▶ **Stored dataset items**:
· · · ·
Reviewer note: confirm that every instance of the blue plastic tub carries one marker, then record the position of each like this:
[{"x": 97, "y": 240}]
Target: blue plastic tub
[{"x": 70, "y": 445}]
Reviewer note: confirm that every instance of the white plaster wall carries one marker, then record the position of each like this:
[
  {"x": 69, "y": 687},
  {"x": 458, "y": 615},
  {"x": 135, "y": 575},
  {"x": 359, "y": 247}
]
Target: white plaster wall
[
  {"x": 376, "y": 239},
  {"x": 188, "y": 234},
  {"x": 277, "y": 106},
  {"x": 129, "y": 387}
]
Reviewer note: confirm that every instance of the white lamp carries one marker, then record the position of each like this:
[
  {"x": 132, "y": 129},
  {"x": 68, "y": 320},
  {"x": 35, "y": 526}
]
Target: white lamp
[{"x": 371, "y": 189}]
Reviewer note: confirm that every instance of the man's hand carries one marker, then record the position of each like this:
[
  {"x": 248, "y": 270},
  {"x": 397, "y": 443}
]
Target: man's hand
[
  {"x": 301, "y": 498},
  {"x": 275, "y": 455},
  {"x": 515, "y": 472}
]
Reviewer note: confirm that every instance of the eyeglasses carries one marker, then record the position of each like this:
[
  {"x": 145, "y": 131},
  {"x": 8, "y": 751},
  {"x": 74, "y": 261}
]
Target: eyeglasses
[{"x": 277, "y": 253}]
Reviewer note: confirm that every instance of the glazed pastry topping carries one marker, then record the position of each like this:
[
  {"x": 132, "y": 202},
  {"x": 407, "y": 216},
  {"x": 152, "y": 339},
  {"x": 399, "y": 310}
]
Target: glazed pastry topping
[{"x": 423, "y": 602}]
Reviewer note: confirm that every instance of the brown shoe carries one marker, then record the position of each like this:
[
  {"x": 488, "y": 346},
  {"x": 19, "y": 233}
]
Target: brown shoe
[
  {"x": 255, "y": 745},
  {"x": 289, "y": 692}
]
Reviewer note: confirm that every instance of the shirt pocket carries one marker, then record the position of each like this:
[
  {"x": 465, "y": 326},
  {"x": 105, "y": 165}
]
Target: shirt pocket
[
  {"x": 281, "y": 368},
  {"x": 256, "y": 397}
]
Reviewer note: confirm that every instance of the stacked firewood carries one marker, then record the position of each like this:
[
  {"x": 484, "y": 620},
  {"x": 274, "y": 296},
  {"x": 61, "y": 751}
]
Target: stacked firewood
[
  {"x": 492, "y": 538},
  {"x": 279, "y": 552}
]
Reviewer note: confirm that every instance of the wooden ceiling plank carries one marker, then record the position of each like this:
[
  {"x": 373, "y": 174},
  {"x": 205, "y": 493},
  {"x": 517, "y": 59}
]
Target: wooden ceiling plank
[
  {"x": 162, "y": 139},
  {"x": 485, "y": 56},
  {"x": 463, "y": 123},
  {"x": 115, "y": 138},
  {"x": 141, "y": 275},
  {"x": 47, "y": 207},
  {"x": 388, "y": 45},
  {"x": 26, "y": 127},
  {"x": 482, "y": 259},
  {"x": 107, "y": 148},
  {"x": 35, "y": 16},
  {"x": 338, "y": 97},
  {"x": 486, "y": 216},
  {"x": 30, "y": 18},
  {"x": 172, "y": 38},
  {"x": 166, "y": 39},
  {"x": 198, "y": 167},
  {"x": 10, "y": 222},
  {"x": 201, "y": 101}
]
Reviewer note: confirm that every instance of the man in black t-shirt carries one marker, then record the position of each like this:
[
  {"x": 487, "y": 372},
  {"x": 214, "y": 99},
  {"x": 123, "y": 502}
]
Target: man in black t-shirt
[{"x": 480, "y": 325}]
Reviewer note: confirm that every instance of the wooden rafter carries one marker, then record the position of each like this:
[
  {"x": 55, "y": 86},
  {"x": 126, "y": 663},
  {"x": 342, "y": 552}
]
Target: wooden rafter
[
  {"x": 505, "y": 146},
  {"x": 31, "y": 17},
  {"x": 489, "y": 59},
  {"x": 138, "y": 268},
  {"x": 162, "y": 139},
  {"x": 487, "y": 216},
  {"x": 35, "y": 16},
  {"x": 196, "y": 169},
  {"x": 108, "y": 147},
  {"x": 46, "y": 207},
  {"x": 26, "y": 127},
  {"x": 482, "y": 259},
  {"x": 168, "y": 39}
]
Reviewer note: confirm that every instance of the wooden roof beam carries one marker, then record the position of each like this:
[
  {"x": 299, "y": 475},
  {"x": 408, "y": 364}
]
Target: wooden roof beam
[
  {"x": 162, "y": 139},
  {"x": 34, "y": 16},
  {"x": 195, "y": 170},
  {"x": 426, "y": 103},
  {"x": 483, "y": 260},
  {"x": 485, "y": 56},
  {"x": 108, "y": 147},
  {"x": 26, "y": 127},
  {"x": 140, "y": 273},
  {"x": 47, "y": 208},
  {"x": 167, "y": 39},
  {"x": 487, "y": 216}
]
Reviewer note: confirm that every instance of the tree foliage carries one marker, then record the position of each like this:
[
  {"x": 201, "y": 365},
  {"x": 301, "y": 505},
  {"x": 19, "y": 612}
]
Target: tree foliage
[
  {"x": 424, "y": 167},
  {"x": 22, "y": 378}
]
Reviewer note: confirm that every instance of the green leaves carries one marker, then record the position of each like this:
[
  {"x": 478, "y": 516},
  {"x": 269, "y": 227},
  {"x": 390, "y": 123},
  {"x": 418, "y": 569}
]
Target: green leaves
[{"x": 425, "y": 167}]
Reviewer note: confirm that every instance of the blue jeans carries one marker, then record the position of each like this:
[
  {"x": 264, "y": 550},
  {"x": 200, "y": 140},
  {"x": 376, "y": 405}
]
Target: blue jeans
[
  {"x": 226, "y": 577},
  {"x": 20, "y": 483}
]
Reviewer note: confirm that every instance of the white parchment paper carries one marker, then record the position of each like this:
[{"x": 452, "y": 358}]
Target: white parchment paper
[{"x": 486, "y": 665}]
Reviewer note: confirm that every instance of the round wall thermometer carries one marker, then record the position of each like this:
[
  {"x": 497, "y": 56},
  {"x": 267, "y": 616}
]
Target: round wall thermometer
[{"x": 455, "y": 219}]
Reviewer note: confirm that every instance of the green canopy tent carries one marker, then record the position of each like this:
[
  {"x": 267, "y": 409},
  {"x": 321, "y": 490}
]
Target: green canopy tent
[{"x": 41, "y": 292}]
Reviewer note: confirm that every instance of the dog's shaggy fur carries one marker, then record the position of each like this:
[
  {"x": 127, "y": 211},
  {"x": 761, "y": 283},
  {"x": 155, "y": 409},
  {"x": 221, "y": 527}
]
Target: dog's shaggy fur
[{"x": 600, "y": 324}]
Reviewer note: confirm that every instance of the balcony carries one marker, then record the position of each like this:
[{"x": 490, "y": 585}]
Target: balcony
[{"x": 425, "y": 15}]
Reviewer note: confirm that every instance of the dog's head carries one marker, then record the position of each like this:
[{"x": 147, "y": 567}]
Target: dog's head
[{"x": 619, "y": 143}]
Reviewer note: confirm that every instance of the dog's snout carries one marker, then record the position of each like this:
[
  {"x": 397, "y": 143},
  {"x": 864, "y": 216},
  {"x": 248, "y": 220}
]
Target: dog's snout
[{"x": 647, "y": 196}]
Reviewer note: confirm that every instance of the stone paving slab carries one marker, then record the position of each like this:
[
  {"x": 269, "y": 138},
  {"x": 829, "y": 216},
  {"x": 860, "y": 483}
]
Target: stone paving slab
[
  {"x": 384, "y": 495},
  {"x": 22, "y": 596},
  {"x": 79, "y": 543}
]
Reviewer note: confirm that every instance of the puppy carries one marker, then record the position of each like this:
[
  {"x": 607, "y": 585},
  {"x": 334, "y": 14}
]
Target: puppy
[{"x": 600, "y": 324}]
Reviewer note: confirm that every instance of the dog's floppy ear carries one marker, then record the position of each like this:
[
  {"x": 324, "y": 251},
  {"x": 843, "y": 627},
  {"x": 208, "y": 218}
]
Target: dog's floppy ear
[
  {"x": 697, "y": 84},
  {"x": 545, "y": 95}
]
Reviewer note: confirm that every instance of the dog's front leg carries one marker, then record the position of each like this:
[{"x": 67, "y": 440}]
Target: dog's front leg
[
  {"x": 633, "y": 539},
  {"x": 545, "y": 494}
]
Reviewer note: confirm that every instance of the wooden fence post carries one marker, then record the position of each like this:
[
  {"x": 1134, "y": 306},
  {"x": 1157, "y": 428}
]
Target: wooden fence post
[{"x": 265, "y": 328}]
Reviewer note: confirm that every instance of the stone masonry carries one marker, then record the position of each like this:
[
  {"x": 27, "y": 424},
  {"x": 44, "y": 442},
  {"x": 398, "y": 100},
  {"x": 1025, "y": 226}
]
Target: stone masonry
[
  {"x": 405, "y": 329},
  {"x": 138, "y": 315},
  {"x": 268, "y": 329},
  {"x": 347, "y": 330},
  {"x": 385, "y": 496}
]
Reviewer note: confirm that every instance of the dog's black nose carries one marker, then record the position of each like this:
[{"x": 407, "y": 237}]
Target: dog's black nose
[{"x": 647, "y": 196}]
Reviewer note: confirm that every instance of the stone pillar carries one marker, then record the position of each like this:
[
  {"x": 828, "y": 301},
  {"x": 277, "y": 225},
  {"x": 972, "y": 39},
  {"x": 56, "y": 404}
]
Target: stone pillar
· · · ·
▶ **How to complete this task**: "pillar" is the string to look for; please copy every line of the records above where it appears.

▶ **Output below**:
Reviewer note: confirm that every instance of the stone pillar carries one marker, then record the position of each like this:
Target: stone pillar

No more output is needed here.